── Source extract

As a side note, it is worth knowing that the compiler only spots this (CS1996) if you use lock; if you use manual Monitor code (because of timeouts), it won't warn you - you just need to know not to do this (which perhaps by itself is good motivation for "lock with timeout" as a language feature). Fortunately, I did know not to do this - and I moved to the next most obvious locking primitive: SemaphoreSlim. A semaphore is like Monitor, but instead of being thread-based, it is purely counter-based. Theoretically you can use a semaphore to say "no more than 5 in here", but in reality it is often used as a mutex by saying "no more than 1". SemaphoreSlim is particularly enticing because it has both synchronous and asynchronous APIs, allowing us to split our code in two fairly neatly:

readonly SemaphoreSlim singleWriter
    = new SemaphoreSlim(1); // single writer

void WriteMessage(Message message)
{
    if (!singleWriter.Wait(timeout))
        ThrowTimeout();
    try
    {
        ActuallyWriteTheThing(message);
        FlushSync(); // our hack from before
    }
    finally
    {
        singleWriter.Release();
    }
}

async ValueTask WriteMessageAsync(Message message)
{
    if (!await singleWriter.WaitAsync(timeout))
        ThrowTimeout();
    try
    {
        ActuallyWriteTheThing(message);
        await FlushAsync();
    }
    finally
    {
        singleWriter.Release();
    }
}

This looks broadly similar to what we had before; the new SemaphoreSlim(1) initializes the semaphore with a limit of 1, i.e. a mutex. In the synchronous path, it works mostly like it always did, but the asynchronous path (now used by the asynchronous callers) now correctly releases worker threads back to wherever worker threads go - when either they can't get the lock yet, or when they are waiting (or rather: awaiting) on the flush. We still have the sync-over-async in the sync path, but that's not really a problem in this case - but we've completely fixed the async path. Short of removing or optionally disabling the sync path (which is an idea I'm putting serious thought into doing, as an opt-in thing), that's probably about as good as we can get.

This looks like it should work, and the chances are that this would have completely solved the problems being seen by our consumers with heavily asynchronous workloads. But one of the nice things about working at Stack Overflow is that I have an opportunity to dogfood library releases under Stack Overflow load (which isn't "big big" by any stretch, but it is comfortably big enough to give me confidence that the library isn't pathologically broken). So, we dropped the above changes into production (after testing etc.), and: BOOM!

We went down.

What happened there?

Fortunately, we were lucky enough to manage to grab some process dumps from the production servers in their death-throes before we stood them back up (with the older version of the library), and the stack-traces in the doomed processes were very interesting; they are pretty verbose, but something that kept recurring (note: I've inverted and summarised this trace for readability):

WriteMessage
…
System.Threading.SemaphoreSlim.Wait
…
System.Threading.SemaphoreSlim.WaitAsync
…
KERNELBASE!WaitForMultipleObjectsEx

This was the case for 650+ threads - almost all of them; and critically, no-one actually had the lock - nobody was doing anything useful. The semaphore had, in an edge case, failed to activate the lucky winner of the conch.

────

* Short exercise 1 *
Answer these about the SemaphoreSlim excerpt:
(a) Which compiler error code is flagged only when lock is used?
(b) What limit does new SemaphoreSlim(1) give the semaphore?
(c) How many threads showed the recurring stack trace?
* Short exercise 2 *
Please write out everything in the SemaphoreSlim excerpt from "This looks like" down to "We went down.".

── Given data

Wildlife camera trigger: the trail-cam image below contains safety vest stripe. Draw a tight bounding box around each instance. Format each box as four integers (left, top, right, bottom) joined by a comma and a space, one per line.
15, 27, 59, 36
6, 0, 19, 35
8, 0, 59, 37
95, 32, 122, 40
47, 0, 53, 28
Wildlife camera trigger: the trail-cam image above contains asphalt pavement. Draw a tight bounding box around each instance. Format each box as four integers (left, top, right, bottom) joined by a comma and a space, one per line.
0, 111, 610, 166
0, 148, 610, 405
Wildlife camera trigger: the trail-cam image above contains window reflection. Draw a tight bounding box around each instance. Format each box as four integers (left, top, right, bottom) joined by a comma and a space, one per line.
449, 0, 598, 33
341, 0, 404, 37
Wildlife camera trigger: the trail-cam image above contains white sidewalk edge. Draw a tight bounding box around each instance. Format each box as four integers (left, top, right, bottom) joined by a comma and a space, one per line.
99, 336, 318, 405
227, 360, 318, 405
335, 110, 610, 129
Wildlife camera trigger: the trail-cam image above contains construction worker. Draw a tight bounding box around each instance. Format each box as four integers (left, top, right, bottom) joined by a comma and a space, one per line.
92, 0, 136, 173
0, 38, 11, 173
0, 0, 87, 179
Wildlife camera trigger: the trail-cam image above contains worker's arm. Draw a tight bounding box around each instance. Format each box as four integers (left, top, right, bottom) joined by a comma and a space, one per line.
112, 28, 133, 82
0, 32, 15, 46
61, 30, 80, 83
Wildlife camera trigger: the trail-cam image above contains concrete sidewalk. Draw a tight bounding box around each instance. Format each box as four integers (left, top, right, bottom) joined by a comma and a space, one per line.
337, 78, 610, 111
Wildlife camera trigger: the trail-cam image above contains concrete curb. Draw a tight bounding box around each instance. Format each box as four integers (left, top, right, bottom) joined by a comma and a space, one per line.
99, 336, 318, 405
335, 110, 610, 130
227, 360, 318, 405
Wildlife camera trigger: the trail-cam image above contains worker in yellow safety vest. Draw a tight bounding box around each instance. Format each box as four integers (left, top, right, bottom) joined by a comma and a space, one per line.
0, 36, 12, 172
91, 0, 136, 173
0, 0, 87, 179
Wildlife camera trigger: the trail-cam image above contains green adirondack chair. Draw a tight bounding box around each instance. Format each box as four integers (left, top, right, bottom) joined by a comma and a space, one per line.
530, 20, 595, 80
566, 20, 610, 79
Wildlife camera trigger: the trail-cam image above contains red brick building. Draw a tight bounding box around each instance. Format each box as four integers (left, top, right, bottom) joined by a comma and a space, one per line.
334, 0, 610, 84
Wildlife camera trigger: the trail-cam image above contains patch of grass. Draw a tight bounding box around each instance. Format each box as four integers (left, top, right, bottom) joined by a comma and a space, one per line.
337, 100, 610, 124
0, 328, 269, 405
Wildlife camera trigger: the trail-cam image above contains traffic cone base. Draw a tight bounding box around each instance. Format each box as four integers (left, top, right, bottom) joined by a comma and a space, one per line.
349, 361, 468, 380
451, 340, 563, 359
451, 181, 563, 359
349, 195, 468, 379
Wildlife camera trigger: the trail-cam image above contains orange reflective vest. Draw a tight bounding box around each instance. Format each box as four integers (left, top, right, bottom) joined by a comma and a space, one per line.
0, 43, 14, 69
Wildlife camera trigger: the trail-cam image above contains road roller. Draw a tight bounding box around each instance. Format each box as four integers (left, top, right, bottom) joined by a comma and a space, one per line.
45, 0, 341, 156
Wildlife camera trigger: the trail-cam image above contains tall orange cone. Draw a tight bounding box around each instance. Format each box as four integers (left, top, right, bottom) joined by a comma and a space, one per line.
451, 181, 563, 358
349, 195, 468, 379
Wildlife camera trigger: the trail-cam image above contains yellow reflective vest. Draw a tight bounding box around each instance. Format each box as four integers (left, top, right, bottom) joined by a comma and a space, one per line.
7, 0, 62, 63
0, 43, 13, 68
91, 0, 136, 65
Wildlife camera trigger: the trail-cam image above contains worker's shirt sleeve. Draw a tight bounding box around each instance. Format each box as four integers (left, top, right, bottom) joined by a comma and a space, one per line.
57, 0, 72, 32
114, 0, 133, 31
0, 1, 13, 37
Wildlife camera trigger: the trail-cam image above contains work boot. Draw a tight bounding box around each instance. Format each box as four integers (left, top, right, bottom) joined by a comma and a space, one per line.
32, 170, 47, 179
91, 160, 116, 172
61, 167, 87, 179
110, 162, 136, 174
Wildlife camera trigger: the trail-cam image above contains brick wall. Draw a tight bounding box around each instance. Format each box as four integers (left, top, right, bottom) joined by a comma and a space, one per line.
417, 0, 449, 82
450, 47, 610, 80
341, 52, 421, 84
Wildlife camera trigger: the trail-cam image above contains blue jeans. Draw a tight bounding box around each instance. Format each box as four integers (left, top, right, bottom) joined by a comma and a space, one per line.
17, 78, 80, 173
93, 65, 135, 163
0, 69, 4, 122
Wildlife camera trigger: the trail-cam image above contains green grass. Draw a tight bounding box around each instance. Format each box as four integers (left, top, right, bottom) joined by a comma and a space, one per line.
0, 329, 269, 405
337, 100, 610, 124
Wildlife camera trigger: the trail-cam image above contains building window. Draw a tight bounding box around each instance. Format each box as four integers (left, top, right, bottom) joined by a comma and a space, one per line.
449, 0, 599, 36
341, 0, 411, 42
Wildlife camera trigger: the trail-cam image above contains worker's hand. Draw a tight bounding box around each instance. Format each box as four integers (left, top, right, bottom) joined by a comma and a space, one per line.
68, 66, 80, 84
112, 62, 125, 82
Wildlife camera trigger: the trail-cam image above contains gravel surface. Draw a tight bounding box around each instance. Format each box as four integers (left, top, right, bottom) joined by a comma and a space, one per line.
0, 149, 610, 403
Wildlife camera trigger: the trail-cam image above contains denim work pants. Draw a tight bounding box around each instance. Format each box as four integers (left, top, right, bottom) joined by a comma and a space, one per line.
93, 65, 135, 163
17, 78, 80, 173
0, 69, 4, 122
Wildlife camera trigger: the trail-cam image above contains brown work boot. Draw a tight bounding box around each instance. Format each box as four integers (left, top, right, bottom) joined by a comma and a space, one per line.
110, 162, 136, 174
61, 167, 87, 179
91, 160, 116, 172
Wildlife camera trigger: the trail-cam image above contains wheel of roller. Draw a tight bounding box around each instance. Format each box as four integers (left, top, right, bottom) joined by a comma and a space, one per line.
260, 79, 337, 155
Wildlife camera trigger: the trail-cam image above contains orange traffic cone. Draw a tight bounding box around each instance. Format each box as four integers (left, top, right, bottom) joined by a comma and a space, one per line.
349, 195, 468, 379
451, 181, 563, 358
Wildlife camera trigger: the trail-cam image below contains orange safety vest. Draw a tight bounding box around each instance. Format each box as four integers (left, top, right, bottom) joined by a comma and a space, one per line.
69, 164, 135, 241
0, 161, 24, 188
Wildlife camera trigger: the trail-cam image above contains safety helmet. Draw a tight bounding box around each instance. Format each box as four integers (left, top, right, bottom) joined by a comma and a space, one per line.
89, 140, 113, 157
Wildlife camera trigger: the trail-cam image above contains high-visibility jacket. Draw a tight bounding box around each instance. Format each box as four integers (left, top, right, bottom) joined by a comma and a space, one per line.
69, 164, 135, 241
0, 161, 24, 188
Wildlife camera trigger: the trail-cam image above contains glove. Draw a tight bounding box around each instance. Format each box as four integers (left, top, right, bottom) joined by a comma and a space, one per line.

────

* Complete answer 1 *
(a) CS1996
(b) A limit of 1, i.e. a mutex
(c) 650+ threads, almost all of them

* Complete answer 2 *
This looks like it should work, and the chances are that this would have completely solved the problems being seen by our consumers with heavily asynchronous workloads. But one of the nice things about working at Stack Overflow is that I have an opportunity to dogfood library releases under Stack Overflow load (which isn't "big big" by any stretch, but it is comfortably big enough to give me confidence that the library isn't pathologically broken). So, we dropped the above changes into production (after testing etc.), and: BOOM!

We went down.